**Requirements:** Reproduce verbatim the final portion of the material below, from the line containing "Can you find the forked" through its last line, and nothing else.

**Listed entries:**
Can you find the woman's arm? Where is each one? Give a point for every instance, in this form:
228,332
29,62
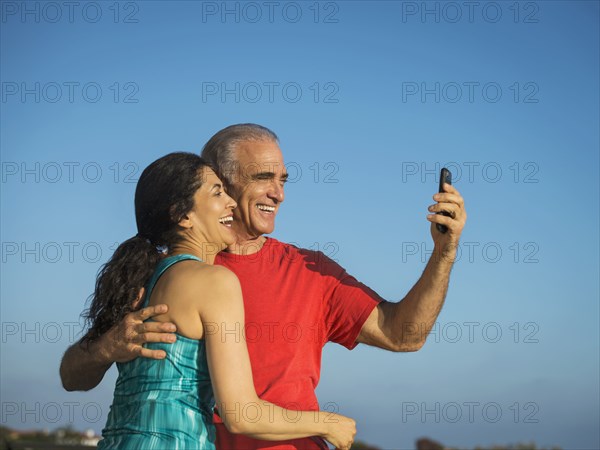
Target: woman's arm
240,408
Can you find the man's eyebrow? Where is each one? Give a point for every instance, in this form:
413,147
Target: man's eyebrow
263,175
268,176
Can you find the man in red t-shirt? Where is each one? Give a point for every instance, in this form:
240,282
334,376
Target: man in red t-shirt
295,300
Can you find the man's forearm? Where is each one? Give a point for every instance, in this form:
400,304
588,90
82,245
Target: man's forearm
416,313
82,368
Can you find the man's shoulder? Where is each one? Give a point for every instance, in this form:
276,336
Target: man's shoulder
294,253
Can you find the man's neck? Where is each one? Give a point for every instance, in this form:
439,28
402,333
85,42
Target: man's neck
247,246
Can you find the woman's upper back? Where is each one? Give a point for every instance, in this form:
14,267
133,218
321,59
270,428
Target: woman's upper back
191,289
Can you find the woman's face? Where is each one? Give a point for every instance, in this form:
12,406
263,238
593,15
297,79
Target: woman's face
212,215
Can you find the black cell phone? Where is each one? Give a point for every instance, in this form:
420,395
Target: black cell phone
445,177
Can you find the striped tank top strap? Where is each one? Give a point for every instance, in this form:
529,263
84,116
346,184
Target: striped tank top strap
161,268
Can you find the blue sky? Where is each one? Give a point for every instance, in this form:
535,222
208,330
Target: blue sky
369,100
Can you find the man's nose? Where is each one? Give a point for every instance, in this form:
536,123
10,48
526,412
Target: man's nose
276,191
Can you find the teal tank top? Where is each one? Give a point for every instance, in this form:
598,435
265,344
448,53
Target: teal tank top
163,404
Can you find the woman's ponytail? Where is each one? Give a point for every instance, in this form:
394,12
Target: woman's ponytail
164,194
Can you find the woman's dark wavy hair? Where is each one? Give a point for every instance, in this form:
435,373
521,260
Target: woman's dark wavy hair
164,194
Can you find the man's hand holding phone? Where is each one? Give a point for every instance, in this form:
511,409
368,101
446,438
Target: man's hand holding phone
447,216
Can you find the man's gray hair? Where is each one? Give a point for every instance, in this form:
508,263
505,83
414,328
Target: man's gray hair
218,151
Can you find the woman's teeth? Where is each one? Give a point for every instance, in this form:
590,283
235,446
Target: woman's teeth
226,220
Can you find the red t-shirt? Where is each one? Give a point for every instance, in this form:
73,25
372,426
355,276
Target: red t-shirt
295,301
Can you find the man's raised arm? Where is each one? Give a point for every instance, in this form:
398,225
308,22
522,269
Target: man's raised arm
84,364
404,326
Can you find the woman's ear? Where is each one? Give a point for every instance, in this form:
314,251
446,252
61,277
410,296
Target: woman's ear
185,222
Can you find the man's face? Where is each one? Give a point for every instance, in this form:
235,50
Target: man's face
257,187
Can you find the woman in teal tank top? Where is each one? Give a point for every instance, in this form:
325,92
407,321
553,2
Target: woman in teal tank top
167,403
184,218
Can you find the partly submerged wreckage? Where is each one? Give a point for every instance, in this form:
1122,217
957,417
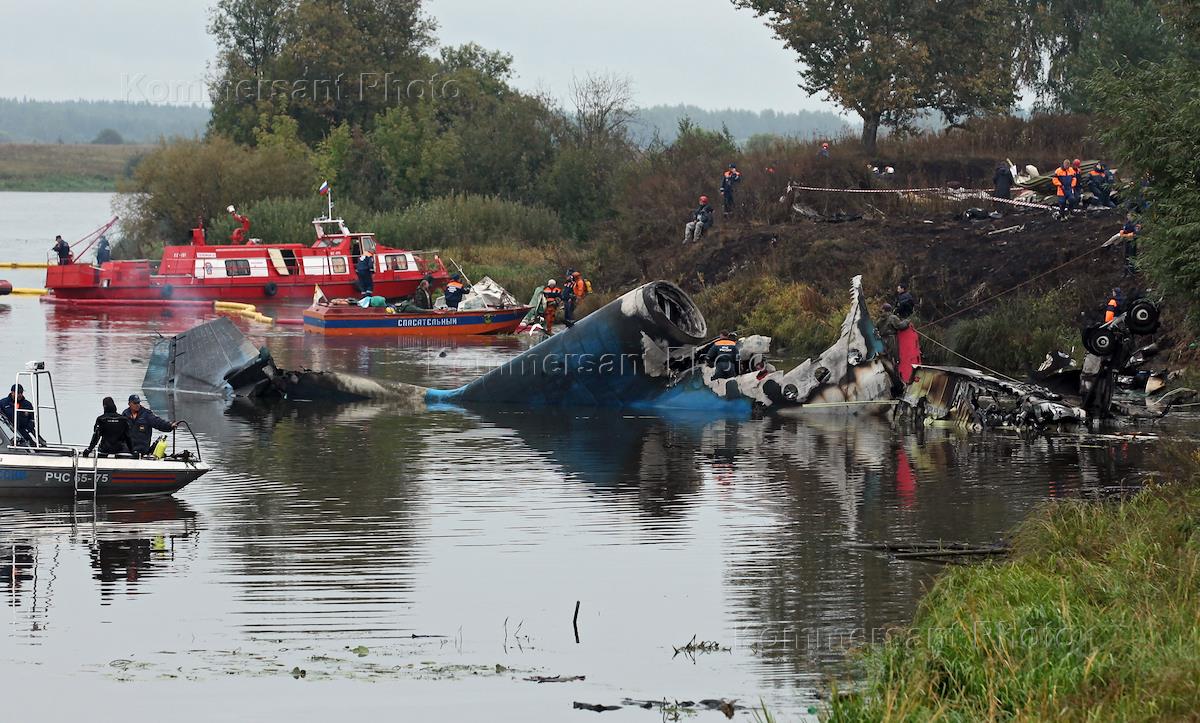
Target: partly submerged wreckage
646,351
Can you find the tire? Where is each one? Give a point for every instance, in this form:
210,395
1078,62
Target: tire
1099,341
1143,317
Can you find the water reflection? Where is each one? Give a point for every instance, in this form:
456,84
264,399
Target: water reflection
329,527
129,543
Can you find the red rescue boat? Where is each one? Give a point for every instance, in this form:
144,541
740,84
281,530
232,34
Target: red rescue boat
249,272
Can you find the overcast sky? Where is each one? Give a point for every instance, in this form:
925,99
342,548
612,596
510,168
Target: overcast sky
701,52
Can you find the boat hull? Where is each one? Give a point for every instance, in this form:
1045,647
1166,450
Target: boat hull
353,321
37,476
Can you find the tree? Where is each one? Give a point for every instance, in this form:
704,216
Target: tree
1072,41
887,61
319,61
108,137
1152,123
604,108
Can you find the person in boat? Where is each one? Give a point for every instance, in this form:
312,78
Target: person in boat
103,251
63,249
551,297
454,291
112,431
724,356
143,423
365,270
888,326
18,412
577,287
423,298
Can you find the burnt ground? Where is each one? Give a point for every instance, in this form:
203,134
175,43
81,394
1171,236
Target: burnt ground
949,263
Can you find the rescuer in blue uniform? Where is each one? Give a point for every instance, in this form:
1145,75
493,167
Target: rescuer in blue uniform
365,269
17,404
454,291
143,424
112,431
724,357
732,177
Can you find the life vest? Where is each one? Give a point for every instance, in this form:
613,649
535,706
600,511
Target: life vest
1110,310
726,346
1061,175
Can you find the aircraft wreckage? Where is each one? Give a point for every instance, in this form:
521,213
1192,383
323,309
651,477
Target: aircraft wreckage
646,351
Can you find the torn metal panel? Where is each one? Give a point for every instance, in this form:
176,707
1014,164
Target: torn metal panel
971,398
646,351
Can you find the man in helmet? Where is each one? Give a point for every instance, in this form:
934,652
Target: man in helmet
732,177
551,297
701,221
454,291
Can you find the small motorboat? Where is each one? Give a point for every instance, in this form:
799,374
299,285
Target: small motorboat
31,466
487,309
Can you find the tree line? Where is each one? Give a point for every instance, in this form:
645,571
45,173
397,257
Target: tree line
355,93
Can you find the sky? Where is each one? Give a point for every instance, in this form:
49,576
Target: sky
700,52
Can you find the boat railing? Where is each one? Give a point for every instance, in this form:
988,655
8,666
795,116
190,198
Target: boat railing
196,442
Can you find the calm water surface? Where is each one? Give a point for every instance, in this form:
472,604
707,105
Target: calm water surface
420,565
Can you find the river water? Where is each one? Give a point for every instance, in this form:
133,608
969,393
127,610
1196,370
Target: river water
426,563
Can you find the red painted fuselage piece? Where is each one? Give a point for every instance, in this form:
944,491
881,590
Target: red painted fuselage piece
252,272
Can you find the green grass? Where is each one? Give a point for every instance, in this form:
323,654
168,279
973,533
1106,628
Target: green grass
64,167
1096,617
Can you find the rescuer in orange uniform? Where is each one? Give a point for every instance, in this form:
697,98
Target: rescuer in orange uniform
551,297
1066,180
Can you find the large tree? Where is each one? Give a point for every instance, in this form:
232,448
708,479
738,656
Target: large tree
319,61
889,60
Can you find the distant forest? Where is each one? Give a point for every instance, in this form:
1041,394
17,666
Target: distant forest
742,124
82,121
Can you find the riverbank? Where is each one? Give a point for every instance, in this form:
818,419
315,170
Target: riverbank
1095,617
65,167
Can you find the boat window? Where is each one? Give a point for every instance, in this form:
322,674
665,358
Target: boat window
237,267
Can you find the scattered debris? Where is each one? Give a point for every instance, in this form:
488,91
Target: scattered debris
695,646
555,679
727,706
936,550
594,706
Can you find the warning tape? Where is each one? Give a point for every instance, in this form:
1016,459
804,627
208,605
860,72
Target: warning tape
865,190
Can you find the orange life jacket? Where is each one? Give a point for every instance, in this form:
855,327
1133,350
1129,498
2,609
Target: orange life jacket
1110,310
1060,174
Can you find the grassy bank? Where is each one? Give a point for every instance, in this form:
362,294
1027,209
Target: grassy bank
1096,617
65,167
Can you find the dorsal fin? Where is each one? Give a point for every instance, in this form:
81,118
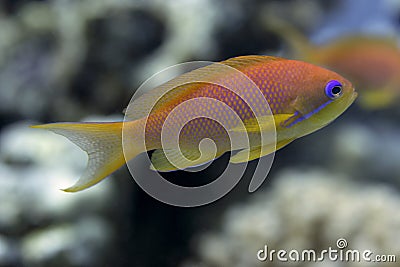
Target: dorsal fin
186,83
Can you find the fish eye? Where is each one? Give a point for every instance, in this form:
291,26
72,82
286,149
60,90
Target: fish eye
333,89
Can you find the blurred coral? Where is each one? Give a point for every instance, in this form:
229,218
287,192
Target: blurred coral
306,209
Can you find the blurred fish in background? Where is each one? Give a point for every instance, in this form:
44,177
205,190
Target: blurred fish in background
83,60
369,57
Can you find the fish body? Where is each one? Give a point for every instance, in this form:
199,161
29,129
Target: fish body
302,98
372,63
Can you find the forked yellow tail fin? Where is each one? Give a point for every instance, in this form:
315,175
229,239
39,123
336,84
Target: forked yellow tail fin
101,141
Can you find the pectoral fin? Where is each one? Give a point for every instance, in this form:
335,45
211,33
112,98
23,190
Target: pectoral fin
258,152
377,99
264,123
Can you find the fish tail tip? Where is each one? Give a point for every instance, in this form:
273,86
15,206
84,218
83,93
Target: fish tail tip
71,190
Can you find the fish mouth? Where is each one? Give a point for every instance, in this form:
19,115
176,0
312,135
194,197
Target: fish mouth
353,96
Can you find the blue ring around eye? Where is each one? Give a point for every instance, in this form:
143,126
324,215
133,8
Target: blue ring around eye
333,89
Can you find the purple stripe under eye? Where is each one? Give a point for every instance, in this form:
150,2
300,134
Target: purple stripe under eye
304,117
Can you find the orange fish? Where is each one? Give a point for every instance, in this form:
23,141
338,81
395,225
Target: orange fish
371,63
302,98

**Output below:**
Can you find the forked yellow tail fin? Where is each one? Give a point for every instance, in this form:
315,175
229,239
39,123
336,84
Target: forked yellow tail fin
101,141
Can you find the pectoral fin? Where is each one? Give a point for every instance, in this form:
335,45
211,33
112,98
23,190
Target: pectoral fin
258,152
377,99
264,123
Can you find the fish tail tip? Where is each one? Give a point for every instance, in this form:
273,86
15,206
84,218
83,93
Target: fish tail tip
71,190
Can you find the fish mouth? Where is each one? Give a point for every instance, in this form:
19,115
176,0
312,135
194,197
Target: fish mouth
353,96
Can you find the blue ring around eye? Where is each one? Give a point for every instance, in this form:
143,126
324,215
133,8
Target: blue ring around eye
333,89
Can you find the purple stripe under eye? Where is each one? Give a point for every instance, in this form:
150,2
300,134
Target: purple stripe under eye
304,117
Can you find the orange fish? Where is each one? Give a point for every instance, in this form:
23,141
338,81
395,225
Target: orange fish
371,63
302,98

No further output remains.